_Tarea a realizar_: Por favor, copia del pasaje que sigue la parte que comienza con las palabras que contienen "Además, en lo" y termina con "ignorante se desasne.".

_Pasaje_:

Por lo tanto, el ataque a CFK es un ataque de clase, por razones políticas. Lo
que molesta de CFK a Etchecopar son los intereses que ella afectó durante su
gobierno, intereses que, curiosamente, eran compartidos por los que
participaban en la mesa de Mirtha Legrand el día que Etchecopar realizó el
exabrupto. Por ello, no la atacaron por mujer. La atacaron por peronista. Lo
habrá hecho mejor, peor o regular. Pero la atacaron por llevar adelante políticas
redistributivas. Por supuesto que, tanto Evita como CFK y la gran mayoría de
las mujeres que participan en política han padecido discriminaciones por su
condición de mujer pero el eje principal de los ataques lo han padecido no por
el género autopercibido sino por las ideas que defienden.
Además, en lo personal,
advierto cierto prejuicio iluminista, cierto tufillo a vanguardia iluminada en
esto de que ante cualquier hecho repudiable hay que mandar al repudiado a hacer
un curso. Hay un riesgo aquí de que finalmente, a aquel que no piense como yo,
se lo mande a hacer un curso como si lo que estuviese jugando allí, antes que
diferentes ideas, fuera una lucha entre la opinión de un ignorante, y la
opinión del que sabe que es, por supuesto, el que brinda el curso para que el
ignorante se desasne.
Ahora bien, ustedes
dirán: ¿se puede dejar que alguien exprese discursos de odio o difamaciones
libremente? Por supuesto que hay muy buenas razones para decir que no y de
hecho hay que evitar la paradoja de la libertad de expresión y de la tolerancia
que llevadas al terreno de lo absoluto le pueden dar lugar a los que están en
contra de la libertad de expresión y de la tolerancia para que acaben con
ellas. Y es que ningún derecho es absoluto y eso incluye al derecho a la
libertad de expresión. Pero dicho esto, luego entramos en las dificultades de
la regulación: ¿cuál es el criterio para regular? Recuerden que aunque todavía
hay controversia al respecto, las calumnias e injurias fueron despenalizadas. Claro
que lo hicieron por presión de los periodistas pero la lógica no es del todo
descabellada: una vez que se abre la puerta de la regulación o se otorga un
instrumento de sanción es muy probable que eso funcione como una pendiente
resbaladiza que acabe siendo más perjudicial aún.

[Entradas de etiquetado de regiones]

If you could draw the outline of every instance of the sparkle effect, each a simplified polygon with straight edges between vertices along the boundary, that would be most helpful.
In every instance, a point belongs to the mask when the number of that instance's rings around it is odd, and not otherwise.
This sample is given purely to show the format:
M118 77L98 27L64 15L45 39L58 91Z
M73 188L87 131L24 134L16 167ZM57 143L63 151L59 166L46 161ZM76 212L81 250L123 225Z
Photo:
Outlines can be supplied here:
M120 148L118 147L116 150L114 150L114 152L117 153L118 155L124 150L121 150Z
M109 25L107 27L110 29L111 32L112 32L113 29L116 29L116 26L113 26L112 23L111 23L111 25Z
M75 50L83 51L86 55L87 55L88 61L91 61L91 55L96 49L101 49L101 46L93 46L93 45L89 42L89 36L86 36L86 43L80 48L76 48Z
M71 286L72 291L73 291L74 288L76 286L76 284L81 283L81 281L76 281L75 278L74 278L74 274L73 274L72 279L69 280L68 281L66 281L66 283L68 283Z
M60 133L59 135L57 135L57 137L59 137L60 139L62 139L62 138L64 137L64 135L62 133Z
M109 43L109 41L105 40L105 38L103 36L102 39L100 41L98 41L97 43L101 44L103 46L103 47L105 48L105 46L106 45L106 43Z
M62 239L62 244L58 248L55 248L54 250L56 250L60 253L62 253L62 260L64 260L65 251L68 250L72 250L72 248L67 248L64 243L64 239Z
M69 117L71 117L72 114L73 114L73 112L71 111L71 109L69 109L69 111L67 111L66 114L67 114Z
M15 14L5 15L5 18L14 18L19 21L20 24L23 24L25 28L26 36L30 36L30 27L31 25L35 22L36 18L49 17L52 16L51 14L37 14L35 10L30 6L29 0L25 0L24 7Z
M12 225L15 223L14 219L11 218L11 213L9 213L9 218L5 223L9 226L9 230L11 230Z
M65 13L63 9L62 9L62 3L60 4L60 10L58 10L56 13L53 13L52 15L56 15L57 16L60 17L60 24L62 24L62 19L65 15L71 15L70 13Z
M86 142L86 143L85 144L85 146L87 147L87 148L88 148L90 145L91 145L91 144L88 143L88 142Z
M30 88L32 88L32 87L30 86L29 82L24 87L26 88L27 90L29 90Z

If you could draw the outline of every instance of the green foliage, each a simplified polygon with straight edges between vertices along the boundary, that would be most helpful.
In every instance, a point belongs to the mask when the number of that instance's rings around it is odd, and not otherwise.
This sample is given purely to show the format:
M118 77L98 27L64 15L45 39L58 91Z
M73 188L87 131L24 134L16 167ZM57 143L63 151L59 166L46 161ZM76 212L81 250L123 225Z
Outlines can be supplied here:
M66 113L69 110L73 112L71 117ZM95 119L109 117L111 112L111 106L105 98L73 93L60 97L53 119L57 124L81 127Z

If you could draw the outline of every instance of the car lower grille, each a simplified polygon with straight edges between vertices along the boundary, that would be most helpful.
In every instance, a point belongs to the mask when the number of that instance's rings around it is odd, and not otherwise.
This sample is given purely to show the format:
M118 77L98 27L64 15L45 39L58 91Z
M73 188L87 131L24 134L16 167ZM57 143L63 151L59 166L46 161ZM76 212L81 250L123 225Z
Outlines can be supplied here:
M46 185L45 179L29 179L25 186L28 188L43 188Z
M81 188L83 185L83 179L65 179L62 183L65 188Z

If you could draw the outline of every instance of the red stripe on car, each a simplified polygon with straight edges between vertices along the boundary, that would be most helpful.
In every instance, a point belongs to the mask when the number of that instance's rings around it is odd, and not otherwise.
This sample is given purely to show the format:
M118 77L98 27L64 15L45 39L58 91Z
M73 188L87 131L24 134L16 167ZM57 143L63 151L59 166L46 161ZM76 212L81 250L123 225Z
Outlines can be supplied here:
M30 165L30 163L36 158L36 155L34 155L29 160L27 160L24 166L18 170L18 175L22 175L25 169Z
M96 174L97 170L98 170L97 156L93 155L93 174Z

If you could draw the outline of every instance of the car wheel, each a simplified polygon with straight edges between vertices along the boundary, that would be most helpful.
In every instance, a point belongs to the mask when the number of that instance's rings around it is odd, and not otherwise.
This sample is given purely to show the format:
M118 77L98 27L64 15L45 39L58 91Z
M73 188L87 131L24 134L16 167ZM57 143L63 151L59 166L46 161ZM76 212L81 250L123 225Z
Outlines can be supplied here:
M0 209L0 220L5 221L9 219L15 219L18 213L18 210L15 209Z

_Resultado del ejercicio_:
Además, en lo personal,
advierto cierto prejuicio iluminista, cierto tufillo a vanguardia iluminada en
esto de que ante cualquier hecho repudiable hay que mandar al repudiado a hacer
un curso. Hay un riesgo aquí de que finalmente, a aquel que no piense como yo,
se lo mande a hacer un curso como si lo que estuviese jugando allí, antes que
diferentes ideas, fuera una lucha entre la opinión de un ignorante, y la
opinión del que sabe que es, por supuesto, el que brinda el curso para que el
ignorante se desasne.